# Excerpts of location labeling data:
:::::

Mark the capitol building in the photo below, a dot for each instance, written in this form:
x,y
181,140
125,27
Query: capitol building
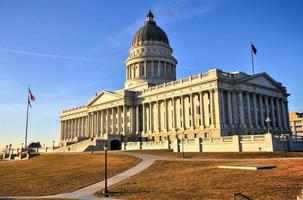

:::::

# GIVEN EXERCISE:
Please copy out every line of the rows above word for word, leaving out the pictures.

# OUTPUT:
Mark the capitol building in the photo below, a dot for each instance, written in this form:
x,y
181,140
125,27
Query: capitol building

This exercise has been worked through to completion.